Set exercise A ->
In the HeNHoE-2vec project description, why may the terms "type" and "layer" be treated as synonyms? Answer in one to three sentences.

-- begin Excerpted passage --

Implementation of the HeNHoE-2vec algorithm by Valentini et al. (2021).
Project description
HeNHoE-2vec
A Python implementation of the HeNHoE-2vec algorithm by Valentini et al. for the embedding of networks with heterogeneous nodes and homogeneous edges (HeNHoE).
Note: HeNHoE networks are analogous to multilayer networks: in HeNHoE networks, each node has a distinct node type, and in multilayer networks, each node belongs to a distinct layer. The terms type and layer may therefore be regarded synonymous. Throughout the code and for the remainder of this documentation, we will use the terms multilayer network and layer as opposed to HeNHoE network and type.
Installation
Install the package from PyPI by running the following command:
$ pip install henhoe2vec
Alternatively, clone this repository by running
$ git clone git@github.com:Bertr0/HeNHoE-2vec.git
and then install the package by running pip install . from the root of the repository.
Usage
This package may be used as a Python script or as a package, allowing its modules to be imported by other Python projects. Both forms of use make it easy to run HeNHoE-2vec on multilayer networks.

-- end Excerpted passage --

Set exercise B ->
Find each line in the records below that contains the string "window", and copy those lines.

-- begin Data provided --

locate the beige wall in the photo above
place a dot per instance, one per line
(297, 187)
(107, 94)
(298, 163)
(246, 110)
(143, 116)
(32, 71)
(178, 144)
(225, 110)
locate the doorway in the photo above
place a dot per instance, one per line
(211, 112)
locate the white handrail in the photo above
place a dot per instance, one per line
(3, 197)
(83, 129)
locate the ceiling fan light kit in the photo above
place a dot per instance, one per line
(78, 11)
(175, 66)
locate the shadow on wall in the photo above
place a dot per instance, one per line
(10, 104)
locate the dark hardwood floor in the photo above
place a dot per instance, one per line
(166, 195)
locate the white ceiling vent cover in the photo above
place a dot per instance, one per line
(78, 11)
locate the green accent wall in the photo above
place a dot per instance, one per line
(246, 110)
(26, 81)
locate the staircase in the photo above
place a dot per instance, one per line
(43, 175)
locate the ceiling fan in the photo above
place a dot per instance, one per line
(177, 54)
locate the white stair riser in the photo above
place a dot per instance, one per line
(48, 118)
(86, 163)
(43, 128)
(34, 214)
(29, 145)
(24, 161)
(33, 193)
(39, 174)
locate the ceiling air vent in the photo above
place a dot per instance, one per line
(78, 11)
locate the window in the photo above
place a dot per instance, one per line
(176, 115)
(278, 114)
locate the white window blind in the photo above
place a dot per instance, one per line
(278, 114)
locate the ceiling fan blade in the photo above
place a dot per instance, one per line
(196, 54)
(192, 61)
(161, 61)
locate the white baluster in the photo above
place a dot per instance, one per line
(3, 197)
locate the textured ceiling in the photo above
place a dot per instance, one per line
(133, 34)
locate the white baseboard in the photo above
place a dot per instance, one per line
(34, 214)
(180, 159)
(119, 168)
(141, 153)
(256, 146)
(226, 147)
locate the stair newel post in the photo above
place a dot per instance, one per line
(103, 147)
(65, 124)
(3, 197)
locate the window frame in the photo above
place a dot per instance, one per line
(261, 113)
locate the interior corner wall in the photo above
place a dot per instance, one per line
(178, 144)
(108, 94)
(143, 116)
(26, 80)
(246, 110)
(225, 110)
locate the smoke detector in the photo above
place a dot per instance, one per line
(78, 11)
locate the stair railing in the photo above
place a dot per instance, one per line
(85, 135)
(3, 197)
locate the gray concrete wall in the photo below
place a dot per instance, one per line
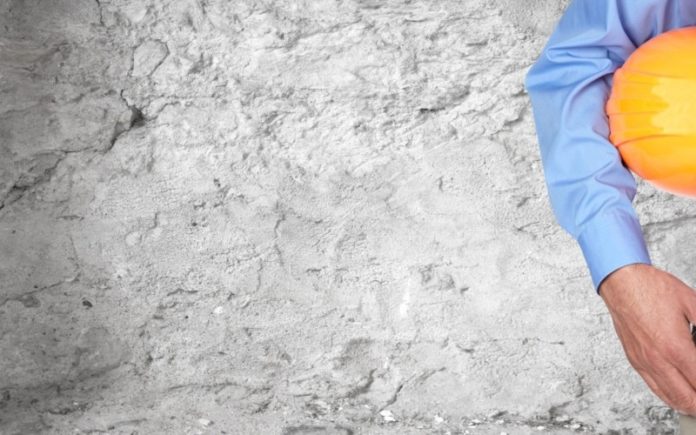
(295, 217)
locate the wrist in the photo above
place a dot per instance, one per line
(623, 279)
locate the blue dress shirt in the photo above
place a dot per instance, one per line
(590, 189)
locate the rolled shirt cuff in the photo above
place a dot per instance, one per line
(610, 241)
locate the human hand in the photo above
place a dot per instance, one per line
(651, 310)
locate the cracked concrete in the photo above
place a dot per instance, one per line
(295, 218)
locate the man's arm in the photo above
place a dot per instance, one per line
(592, 192)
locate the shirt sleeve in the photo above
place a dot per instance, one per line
(590, 189)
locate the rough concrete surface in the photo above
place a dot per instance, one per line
(296, 217)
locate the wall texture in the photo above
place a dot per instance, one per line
(295, 217)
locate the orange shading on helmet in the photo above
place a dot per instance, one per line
(652, 111)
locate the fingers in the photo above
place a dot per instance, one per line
(678, 391)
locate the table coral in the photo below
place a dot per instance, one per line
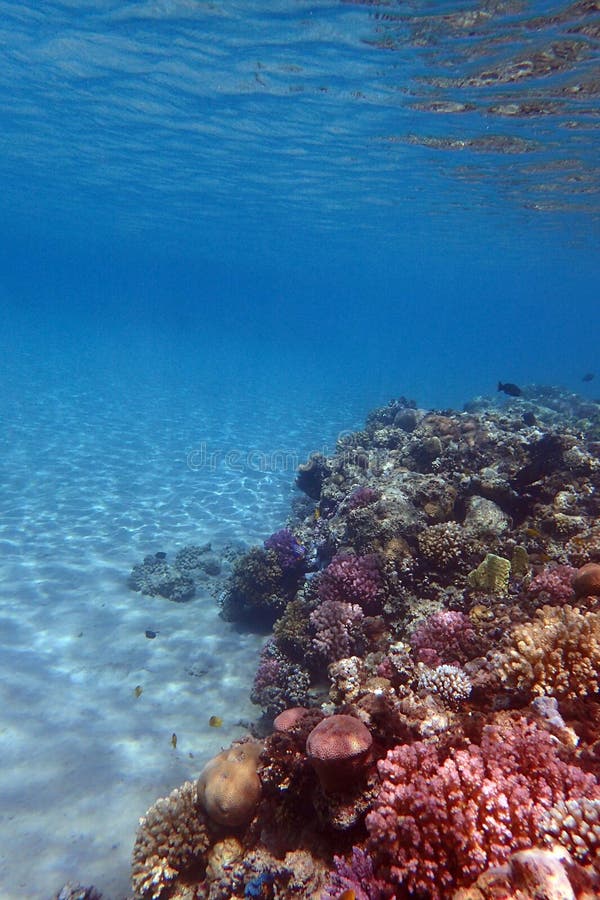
(172, 838)
(553, 585)
(440, 822)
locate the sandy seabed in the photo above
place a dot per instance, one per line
(89, 487)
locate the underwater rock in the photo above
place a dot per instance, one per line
(155, 577)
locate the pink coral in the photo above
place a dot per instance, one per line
(438, 823)
(335, 626)
(553, 585)
(445, 637)
(353, 579)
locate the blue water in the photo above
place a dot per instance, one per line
(228, 231)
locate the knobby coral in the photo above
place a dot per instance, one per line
(172, 839)
(557, 654)
(438, 823)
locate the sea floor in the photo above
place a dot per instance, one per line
(91, 483)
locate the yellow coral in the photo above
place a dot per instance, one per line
(491, 575)
(557, 654)
(172, 836)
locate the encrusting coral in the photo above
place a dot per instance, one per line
(438, 823)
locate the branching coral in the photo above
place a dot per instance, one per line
(356, 876)
(172, 838)
(291, 554)
(451, 684)
(278, 682)
(444, 545)
(336, 627)
(445, 637)
(353, 579)
(558, 654)
(553, 585)
(439, 822)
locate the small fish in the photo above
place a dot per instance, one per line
(513, 390)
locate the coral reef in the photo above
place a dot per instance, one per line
(229, 787)
(557, 654)
(430, 693)
(438, 823)
(172, 841)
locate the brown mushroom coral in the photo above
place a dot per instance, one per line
(339, 749)
(229, 787)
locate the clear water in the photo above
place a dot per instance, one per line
(231, 229)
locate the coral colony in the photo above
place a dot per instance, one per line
(430, 689)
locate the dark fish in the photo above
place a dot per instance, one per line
(512, 390)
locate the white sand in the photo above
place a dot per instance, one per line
(91, 483)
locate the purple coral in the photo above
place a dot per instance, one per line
(553, 585)
(438, 823)
(335, 625)
(353, 579)
(356, 875)
(445, 637)
(362, 497)
(291, 554)
(278, 682)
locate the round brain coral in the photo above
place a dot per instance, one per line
(339, 748)
(586, 581)
(229, 787)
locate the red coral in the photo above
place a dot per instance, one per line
(445, 637)
(353, 579)
(553, 585)
(439, 823)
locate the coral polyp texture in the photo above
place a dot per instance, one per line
(428, 697)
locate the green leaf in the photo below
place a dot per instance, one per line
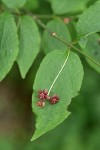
(68, 6)
(66, 87)
(49, 42)
(89, 23)
(93, 49)
(14, 3)
(8, 43)
(29, 44)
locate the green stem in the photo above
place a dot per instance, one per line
(59, 72)
(71, 45)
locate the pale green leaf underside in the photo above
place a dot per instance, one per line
(29, 44)
(8, 43)
(14, 3)
(89, 23)
(50, 43)
(66, 87)
(93, 49)
(68, 6)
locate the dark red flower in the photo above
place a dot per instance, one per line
(42, 94)
(40, 103)
(54, 99)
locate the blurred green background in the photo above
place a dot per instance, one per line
(80, 131)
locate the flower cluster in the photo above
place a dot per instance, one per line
(43, 95)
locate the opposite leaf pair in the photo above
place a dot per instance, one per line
(43, 95)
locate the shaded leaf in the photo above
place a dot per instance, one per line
(50, 43)
(89, 23)
(66, 87)
(14, 3)
(8, 43)
(29, 44)
(68, 6)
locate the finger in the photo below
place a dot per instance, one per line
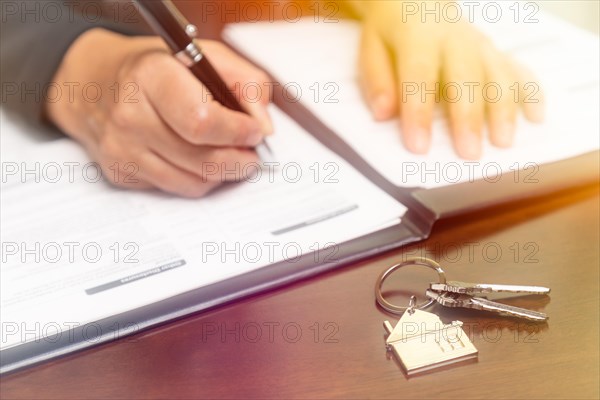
(531, 95)
(240, 75)
(377, 76)
(188, 108)
(418, 70)
(463, 77)
(217, 164)
(500, 103)
(171, 179)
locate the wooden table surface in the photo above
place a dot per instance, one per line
(323, 337)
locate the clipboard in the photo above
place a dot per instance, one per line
(425, 208)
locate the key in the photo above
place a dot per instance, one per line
(450, 299)
(479, 288)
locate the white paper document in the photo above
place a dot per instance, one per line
(75, 249)
(317, 61)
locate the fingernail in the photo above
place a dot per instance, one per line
(504, 135)
(253, 139)
(419, 141)
(469, 146)
(381, 106)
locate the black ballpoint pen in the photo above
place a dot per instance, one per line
(166, 20)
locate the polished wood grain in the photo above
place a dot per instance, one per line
(323, 337)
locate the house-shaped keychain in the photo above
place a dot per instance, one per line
(421, 342)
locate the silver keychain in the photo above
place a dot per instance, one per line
(421, 341)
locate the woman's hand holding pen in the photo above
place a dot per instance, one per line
(153, 114)
(403, 59)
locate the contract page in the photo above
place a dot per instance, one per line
(76, 249)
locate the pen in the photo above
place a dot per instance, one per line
(166, 20)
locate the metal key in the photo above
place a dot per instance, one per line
(479, 288)
(450, 299)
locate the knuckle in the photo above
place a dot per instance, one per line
(123, 116)
(109, 148)
(202, 124)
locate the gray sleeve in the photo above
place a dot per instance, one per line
(34, 36)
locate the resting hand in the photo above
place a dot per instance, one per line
(403, 62)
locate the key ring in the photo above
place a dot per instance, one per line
(426, 262)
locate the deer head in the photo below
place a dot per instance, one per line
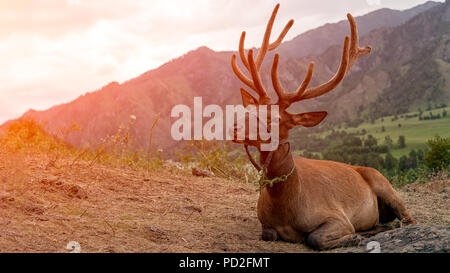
(350, 53)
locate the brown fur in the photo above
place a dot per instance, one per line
(323, 203)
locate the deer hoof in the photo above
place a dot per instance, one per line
(269, 234)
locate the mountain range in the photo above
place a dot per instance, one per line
(409, 68)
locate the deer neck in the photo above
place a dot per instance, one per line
(281, 163)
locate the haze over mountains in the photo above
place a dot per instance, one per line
(409, 68)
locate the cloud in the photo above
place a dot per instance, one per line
(52, 51)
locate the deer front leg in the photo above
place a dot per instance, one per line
(333, 233)
(269, 234)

-- end Data provided --

Written solution A ->
HeNHoE networks are analogous to multilayer networks. Each node in a HeNHoE network has a distinct node type, and each node in a multilayer network belongs to a distinct layer. For this reason, the documentation and code use "multilayer network" and "layer" in place of "HeNHoE network" and "type."

Written solution B ->
locate the window in the photo above
locate the white window blind in the photo above
locate the window frame in the photo above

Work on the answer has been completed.